**Provided material**
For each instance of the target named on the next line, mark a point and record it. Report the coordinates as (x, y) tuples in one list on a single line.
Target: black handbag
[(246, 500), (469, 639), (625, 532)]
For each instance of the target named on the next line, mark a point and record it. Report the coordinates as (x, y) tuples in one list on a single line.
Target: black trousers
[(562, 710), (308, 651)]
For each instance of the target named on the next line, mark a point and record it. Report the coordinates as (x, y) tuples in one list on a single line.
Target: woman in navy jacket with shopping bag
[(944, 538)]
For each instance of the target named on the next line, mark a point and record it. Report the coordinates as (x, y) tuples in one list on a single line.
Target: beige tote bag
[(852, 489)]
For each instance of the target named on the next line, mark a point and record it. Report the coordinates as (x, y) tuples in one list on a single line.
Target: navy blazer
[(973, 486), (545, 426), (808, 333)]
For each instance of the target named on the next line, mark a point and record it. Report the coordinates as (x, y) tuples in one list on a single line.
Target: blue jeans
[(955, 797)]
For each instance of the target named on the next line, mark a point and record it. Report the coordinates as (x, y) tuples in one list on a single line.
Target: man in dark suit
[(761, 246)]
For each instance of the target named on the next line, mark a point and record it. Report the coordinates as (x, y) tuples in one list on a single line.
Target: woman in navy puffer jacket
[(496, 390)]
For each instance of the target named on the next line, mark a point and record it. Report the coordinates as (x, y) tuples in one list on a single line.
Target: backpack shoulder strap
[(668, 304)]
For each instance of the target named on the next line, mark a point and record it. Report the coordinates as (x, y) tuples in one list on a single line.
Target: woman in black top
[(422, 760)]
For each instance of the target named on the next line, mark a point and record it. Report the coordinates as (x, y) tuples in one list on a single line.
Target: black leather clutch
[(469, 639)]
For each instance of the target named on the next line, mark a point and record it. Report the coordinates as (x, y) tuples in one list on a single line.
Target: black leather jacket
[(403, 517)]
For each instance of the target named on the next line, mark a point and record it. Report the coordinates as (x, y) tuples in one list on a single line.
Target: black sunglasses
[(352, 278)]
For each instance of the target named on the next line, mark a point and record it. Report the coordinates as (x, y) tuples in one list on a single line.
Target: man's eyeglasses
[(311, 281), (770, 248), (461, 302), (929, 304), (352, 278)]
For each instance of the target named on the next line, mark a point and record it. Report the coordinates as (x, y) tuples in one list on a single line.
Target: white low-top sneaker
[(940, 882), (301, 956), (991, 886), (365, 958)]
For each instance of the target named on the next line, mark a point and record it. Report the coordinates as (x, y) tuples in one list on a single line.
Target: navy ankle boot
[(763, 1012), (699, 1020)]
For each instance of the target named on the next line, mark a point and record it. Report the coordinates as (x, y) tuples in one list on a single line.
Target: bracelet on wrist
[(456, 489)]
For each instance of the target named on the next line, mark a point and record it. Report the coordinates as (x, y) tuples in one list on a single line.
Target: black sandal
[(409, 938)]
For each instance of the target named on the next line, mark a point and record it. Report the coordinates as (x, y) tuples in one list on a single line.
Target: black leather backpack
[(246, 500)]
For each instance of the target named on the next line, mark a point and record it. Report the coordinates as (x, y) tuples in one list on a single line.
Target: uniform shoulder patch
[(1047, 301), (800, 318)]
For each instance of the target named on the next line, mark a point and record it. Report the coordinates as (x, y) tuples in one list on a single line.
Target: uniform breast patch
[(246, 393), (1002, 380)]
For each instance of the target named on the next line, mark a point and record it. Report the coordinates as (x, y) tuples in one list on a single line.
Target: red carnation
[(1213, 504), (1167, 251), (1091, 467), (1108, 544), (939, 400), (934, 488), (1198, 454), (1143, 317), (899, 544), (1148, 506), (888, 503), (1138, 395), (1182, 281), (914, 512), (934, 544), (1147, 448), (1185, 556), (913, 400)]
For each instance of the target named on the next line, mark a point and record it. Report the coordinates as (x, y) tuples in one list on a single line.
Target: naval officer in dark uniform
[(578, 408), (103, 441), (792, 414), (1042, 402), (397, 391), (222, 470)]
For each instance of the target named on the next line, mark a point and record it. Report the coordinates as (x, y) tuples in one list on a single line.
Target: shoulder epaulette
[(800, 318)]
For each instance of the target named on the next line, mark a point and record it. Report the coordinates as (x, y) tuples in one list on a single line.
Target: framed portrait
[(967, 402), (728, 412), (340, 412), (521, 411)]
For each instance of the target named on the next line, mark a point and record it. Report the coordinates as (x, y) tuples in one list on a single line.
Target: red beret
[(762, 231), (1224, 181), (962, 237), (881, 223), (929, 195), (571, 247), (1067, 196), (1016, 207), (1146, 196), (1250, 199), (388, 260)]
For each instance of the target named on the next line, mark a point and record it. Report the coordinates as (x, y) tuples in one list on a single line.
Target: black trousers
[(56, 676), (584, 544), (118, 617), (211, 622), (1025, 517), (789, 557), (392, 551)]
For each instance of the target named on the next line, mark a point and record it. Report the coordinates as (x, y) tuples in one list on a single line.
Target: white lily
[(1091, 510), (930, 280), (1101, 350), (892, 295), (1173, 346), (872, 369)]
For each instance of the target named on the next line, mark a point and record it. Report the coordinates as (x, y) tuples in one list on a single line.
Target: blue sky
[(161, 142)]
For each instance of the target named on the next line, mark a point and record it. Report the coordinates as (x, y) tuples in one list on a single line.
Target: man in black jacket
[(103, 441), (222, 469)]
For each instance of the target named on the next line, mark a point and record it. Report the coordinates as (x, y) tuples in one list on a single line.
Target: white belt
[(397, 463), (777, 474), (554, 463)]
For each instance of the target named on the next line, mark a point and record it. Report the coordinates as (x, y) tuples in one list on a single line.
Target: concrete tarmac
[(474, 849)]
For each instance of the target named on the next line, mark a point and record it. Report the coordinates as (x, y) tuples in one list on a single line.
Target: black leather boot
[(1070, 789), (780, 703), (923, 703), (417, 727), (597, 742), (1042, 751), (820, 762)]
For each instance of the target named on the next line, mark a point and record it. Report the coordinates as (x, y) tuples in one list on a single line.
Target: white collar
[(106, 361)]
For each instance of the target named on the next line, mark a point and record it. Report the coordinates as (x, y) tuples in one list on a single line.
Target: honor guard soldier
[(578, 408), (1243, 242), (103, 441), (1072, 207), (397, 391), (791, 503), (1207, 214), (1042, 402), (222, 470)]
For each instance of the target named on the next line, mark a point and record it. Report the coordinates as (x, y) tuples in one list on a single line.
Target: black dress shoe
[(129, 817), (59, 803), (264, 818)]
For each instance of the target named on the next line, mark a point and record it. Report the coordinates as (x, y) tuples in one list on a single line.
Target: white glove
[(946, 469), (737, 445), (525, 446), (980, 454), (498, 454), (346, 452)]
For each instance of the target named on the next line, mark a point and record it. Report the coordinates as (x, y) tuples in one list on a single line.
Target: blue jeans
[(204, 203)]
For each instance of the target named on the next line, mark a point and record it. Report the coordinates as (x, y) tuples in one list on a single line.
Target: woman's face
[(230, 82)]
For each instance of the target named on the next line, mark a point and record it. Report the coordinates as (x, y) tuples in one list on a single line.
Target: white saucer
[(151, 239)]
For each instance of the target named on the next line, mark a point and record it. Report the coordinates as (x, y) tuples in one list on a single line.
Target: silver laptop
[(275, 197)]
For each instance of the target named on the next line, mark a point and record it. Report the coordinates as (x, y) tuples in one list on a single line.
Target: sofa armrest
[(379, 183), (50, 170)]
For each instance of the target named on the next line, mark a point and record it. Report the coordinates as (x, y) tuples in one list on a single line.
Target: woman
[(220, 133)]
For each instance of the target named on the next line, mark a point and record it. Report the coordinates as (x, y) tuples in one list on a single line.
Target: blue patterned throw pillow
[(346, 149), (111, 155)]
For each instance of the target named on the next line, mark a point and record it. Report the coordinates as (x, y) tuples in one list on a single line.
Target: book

**Action item**
The listing above has to be repeated exactly, down to the last line.

**Answer to the exercise**
For each instance of the target named on the next line, mark a point and record it. Report the coordinates as (x, y) tuples in one list on a single line.
Target: black handbag
[(246, 500), (469, 639), (625, 532)]
For each instance of the target named on the next line, mark a point and record it. Report the coordinates as (x, y) tuples in one list on a single line.
Target: black trousers
[(562, 710), (308, 651)]
For each instance of the target named on the next line, mark a point and record it. Report the coordinates as (x, y) tuples in one list on a single line.
Target: woman in navy jacket with shopping bag
[(944, 538)]
For each instance of the target named on the next line, mark a point and record it. Report the coordinates as (x, y) tuples in one list on a single line.
Target: beige tote bag
[(852, 489)]
For each instance of the target named on the next line, mark a point and record it. Report the coordinates as (x, y) tuples in one list on a single line.
Target: navy blazer
[(973, 486), (545, 426), (808, 333)]
For each instance of the target named on the next line, mark a point and record it. Report the coordinates as (x, y) tuples in one list on a single line.
Target: blue jeans
[(955, 797)]
For each instance of the target named on the next line, mark a point and record it. Report the coordinates as (x, y) tuples in one list on a single line.
Target: man in dark suit
[(761, 246)]
For each instance of the target named on the next line, mark a point and record it. Report the coordinates as (x, y) tuples in one list on a single line.
Target: woman in navy puffer jacket
[(496, 390)]
For each instance of the target named on the next line, mark a point and record it. Report the coordinates as (x, y) tuples in one list on a single line.
Target: backpack shoulder strap
[(668, 304)]
For each instance of the target named on the next line, mark a point and record it. Report the coordinates as (x, y) tuples in one list on a single line.
Target: woman in black top
[(422, 760)]
For each instance of the target named on the next line, mark a point and record it. Report the coordinates as (x, y) tuples in one list on a single line.
Target: black leather clutch
[(469, 639)]
For each instance of the target named on the next line, mark a point and record it. Report the coordinates as (x, y) tuples in one list on a single line.
Target: black leather jacket
[(403, 517)]
For each instance of the target named on the next line, mark a point and record it. Report the coordinates as (x, y) tuples in one list on a single line.
Target: black sunglasses
[(352, 278)]
For each instance of the target named on the next line, mark a point and record it. Report the coordinates as (x, y) tuples in one list on a single line.
Target: man's eyeglasses
[(311, 281), (770, 248), (461, 302), (929, 304), (352, 278)]
For each instance of the target named on the next line, mark a point and record it. Report the coordinates as (x, y) tuples in one list on a single line.
Target: white low-top sneaker
[(940, 882), (301, 956), (991, 886), (365, 958)]
For each instance of the target named on the next line, mark a point and record it. Report the coordinates as (x, y) tuples in one list on a single line.
Target: navy ankle boot
[(763, 1012), (699, 1020)]
For each instance of the target named on the next line, mark a point and record it. Report the coordinates as (x, y) tuples in one list on a single line.
Target: bracelet on wrist
[(456, 489)]
For each instance of the target named on the next line, mark a point and record it. Report the coordinates as (x, y) tuples in one list on a single line.
Target: black sandal
[(409, 938)]
For each instance of the target named on the next line, mark a point and record it. Report the coordinates as (x, y) tuples in one list on a single line.
Target: black leather backpack
[(246, 500)]
For each instance of the target named on the next line, mark a point and record it. Report the coordinates as (x, y) tuples in one list on a single line.
Target: uniform shoulder patch
[(1047, 301), (800, 318)]
For each instance of the target named on the next line, mark a point and record it. Report the coordinates as (x, y) tuples in one list on a single line.
Target: uniform breast patch
[(246, 393), (1002, 380)]
For each instance of the target named on the next line, mark a point and record it. Report the coordinates as (x, y) tuples in one list on a single line.
Target: red carnation
[(1213, 504), (1167, 251), (1091, 467), (1108, 544), (939, 400), (934, 488), (1198, 454), (1143, 317), (899, 544), (1148, 506), (888, 503), (1138, 395), (1182, 281), (914, 512), (934, 544), (1147, 448), (1185, 556), (913, 400)]
For each instance of the target named on the next line, mark a point and record it. Report the coordinates as (x, y) tuples in one list on a single line.
Target: naval officer in dark uniform
[(578, 408), (103, 441), (792, 414), (1042, 402), (397, 391), (222, 470)]
For each instance of the target named on the next line, mark a point and record it. Report the coordinates as (x, y) tuples in one list on a single line.
Target: shoulder epaulette
[(800, 318)]
For each instance of the target named on the next line, mark a point and record it. Report the coordinates as (x, y) tuples in one list on a single line.
Target: framed portrait
[(967, 402), (728, 412), (340, 412), (521, 411)]
For each instance of the target named on the next line, mark a point and record it. Report the coordinates as (x, y) tuples in one list on a single line.
Target: red beret
[(762, 231), (1224, 181), (962, 237), (881, 223), (929, 195), (571, 247), (1067, 196), (1016, 207), (1146, 196), (1250, 199), (388, 260)]
For each instance of the target named on the next line, mark a point and record it. Report the coordinates as (x, y) tuples in one list on a single line.
Target: black trousers
[(56, 676), (584, 544), (118, 617), (211, 622), (1025, 517), (789, 557), (392, 551)]
For each instance of the target named on the next line, mark a point and record it. Report the coordinates as (x, y) tuples in one list on a single line.
Target: white lily
[(1091, 510), (930, 280), (1101, 350), (892, 295), (1173, 346), (872, 369)]
For each instance of the target named on the next line, mark a point and record it. Report the coordinates as (x, y) tuples in one list on a single line.
Target: blue sky
[(161, 142)]
For each instance of the target named on the next line, mark a point and record it. Report the coordinates as (x, y) tuples in one list on a single line.
Target: man in black jacket
[(103, 441), (222, 469)]
For each instance of the target named on the next line, mark a point and record it. Report the coordinates as (x, y) tuples in one list on a single line.
Target: white belt
[(397, 463), (777, 474), (554, 463)]
For each instance of the target named on the next line, mark a point and record it. Report the coordinates as (x, y) tuples in one list on a single line.
Target: concrete tarmac
[(474, 849)]
For each instance of the target named on the next line, mark a point and record it. Report the coordinates as (x, y) tuples in one list on a single line.
Target: black leather boot
[(1070, 789), (780, 703), (923, 703), (417, 727), (597, 742), (1042, 751), (820, 762)]
For each instance of the target named on the next line, mark a point and record it. Report the coordinates as (x, y) tuples in one list on a single line.
Target: white collar
[(106, 361)]
For each instance of the target named on the next line, mark a point and record it. Report the coordinates as (x, y) tuples in one list on a single line.
Target: honor guard soldier
[(578, 408), (1243, 242), (103, 441), (1072, 207), (397, 391), (791, 503), (1207, 214), (1042, 402), (222, 470)]
For each instance of the target named on the next line, mark a point and record it. Report the coordinates as (x, y) tuples in one list on a single line.
Target: black dress shoe
[(129, 817), (59, 803), (264, 818)]
For each instance of the target named on the next line, mark a point and record it. Report the coordinates as (x, y) tuples in one list on a single line.
Target: white glove
[(946, 469), (737, 445), (525, 446), (980, 454), (498, 454), (346, 452)]
For each instance of the target named on the next line, mark a point and record it. Report the coordinates as (x, y) tuples in one list on a single line.
Target: blue jeans
[(204, 203)]
For each instance of the target named on the next line, mark a point and record it. Report the coordinates as (x, y) tuples in one list on a single line.
Target: woman's face
[(230, 82)]
For each instance of the target named on the next line, mark a point and record it. Report the coordinates as (x, y) tuples in one list on a single line.
Target: white saucer
[(151, 239)]
For each instance of the target named on the next line, mark a point and record it. Report the coordinates as (x, y) tuples in one list on a single line.
Target: silver laptop
[(275, 197)]
For each instance of the target named on the next line, mark a point and record it. Report the coordinates as (x, y) tuples in one list on a single line.
Target: sofa armrest
[(379, 183), (50, 170)]
For each instance of the target named on the next line, mark a point and record it. Report the coordinates as (x, y) tuples in one list on a single line.
Target: woman
[(220, 133)]
For each instance of the target named on the next line, mark a point and record it. Report the coordinates as (x, y) tuples in one list on a single line.
Target: blue patterned throw pillow
[(346, 149), (111, 155)]
For each instance of the target named on the next line, mark a point and record it. Report the coordinates as (x, y) tuples in one list on a single line.
Target: book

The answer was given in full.